→ EXERCISE TASK: Reproduce the following listing line for line, without changing anything, and omit the pictures from your copy.

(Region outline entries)

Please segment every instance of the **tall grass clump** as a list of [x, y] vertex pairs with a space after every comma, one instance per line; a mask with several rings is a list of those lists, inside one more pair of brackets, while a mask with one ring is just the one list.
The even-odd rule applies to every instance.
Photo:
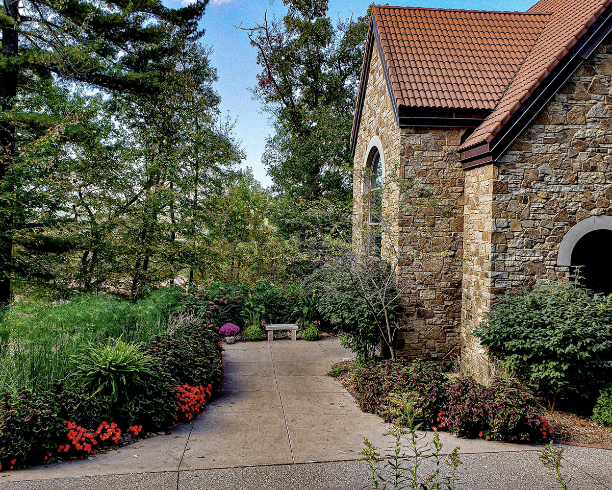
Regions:
[[144, 342], [166, 331], [181, 294], [170, 287], [136, 303], [94, 294], [20, 300], [0, 321], [0, 393], [70, 384], [80, 350], [110, 339]]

→ FINAL RESULT:
Please segment every instance of the **tall grass clump** as a list of [x, y] vertex pairs with a space after every comma, one instance per line; a mask with several rings is a list of those lists, inside one more pair of brackets, while a mask with one ring is just the one list.
The even-odd rule applies to every instance.
Photo:
Regions:
[[144, 342], [166, 331], [181, 294], [170, 287], [136, 303], [94, 294], [20, 300], [0, 321], [0, 393], [70, 384], [80, 350], [110, 339]]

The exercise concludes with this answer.